§ **Task objective**
Tally the lines in the following entries that include the word "below"; state only the total.

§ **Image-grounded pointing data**
::::

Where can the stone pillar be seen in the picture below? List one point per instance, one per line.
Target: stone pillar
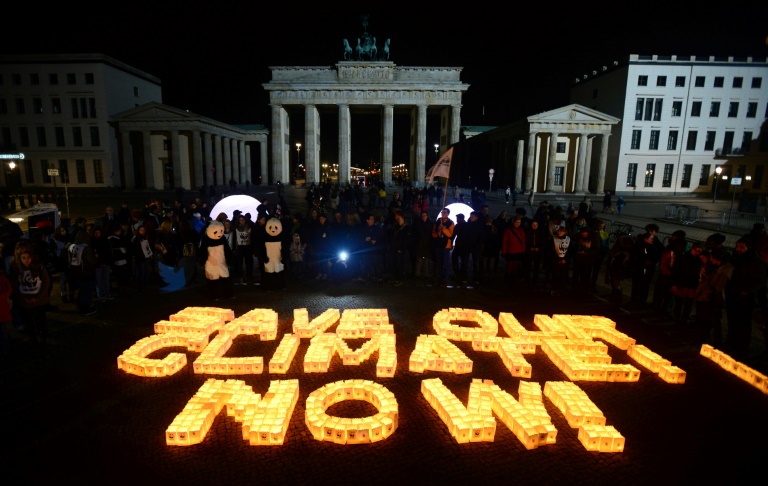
(264, 163)
(227, 152)
(235, 160)
(129, 172)
(421, 144)
(209, 167)
(219, 173)
(603, 163)
(180, 175)
(386, 136)
(312, 143)
(345, 145)
(278, 143)
(519, 165)
(455, 124)
(588, 163)
(197, 159)
(529, 163)
(245, 163)
(551, 158)
(580, 163)
(152, 171)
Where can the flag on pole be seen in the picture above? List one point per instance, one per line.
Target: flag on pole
(442, 168)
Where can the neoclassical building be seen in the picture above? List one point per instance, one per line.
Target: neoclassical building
(561, 150)
(163, 147)
(378, 86)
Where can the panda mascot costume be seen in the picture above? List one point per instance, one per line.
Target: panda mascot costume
(273, 278)
(216, 256)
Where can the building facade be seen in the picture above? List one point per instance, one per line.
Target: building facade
(56, 110)
(162, 147)
(380, 87)
(682, 117)
(559, 151)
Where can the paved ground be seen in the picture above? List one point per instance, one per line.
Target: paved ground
(73, 417)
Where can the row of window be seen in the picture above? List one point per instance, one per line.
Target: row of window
(81, 107)
(28, 166)
(41, 134)
(649, 109)
(685, 181)
(701, 81)
(691, 142)
(53, 79)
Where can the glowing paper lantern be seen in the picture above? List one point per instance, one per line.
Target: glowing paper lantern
(457, 208)
(742, 371)
(228, 205)
(342, 430)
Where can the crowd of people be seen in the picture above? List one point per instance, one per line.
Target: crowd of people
(368, 236)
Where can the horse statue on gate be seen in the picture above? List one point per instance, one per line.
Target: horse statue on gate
(347, 50)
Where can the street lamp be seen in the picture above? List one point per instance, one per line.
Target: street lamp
(490, 180)
(718, 171)
(298, 157)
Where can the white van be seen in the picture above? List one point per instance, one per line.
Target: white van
(37, 217)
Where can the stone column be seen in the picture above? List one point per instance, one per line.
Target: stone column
(455, 124)
(278, 143)
(529, 163)
(421, 144)
(245, 163)
(209, 167)
(197, 158)
(588, 164)
(264, 163)
(152, 171)
(129, 172)
(345, 145)
(580, 163)
(235, 160)
(227, 152)
(312, 143)
(603, 163)
(219, 173)
(180, 171)
(519, 165)
(386, 135)
(551, 158)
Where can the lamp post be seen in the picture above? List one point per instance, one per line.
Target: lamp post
(298, 159)
(718, 171)
(490, 180)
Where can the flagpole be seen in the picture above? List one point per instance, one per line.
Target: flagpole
(445, 191)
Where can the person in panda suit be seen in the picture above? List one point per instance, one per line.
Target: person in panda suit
(273, 278)
(216, 257)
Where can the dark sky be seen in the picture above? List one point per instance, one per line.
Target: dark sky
(213, 57)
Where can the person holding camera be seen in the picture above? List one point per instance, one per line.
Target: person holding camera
(442, 235)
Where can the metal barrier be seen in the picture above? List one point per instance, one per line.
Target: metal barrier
(684, 213)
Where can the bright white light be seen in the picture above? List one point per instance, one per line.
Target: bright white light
(228, 205)
(457, 208)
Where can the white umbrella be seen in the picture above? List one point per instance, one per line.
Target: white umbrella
(228, 205)
(457, 208)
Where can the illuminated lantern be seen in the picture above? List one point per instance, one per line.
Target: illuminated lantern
(582, 413)
(341, 430)
(229, 204)
(742, 371)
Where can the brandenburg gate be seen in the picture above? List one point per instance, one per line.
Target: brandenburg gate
(380, 86)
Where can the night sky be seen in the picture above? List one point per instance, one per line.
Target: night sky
(213, 57)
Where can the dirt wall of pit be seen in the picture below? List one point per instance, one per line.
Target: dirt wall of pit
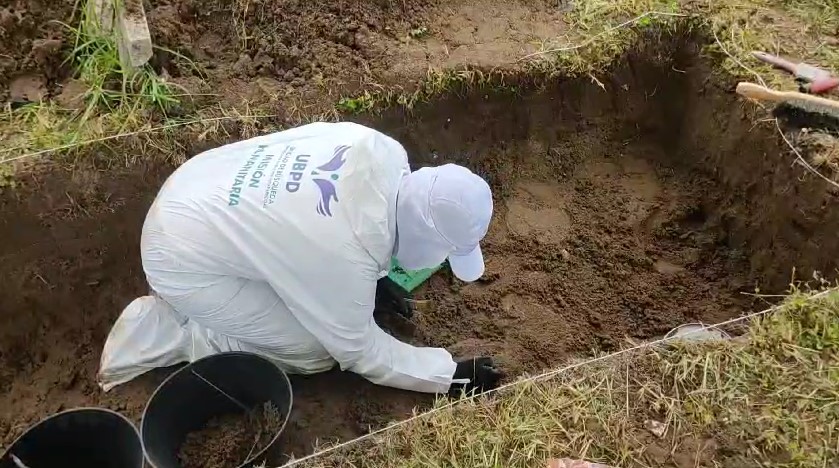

::::

§ **Result of the exercise**
2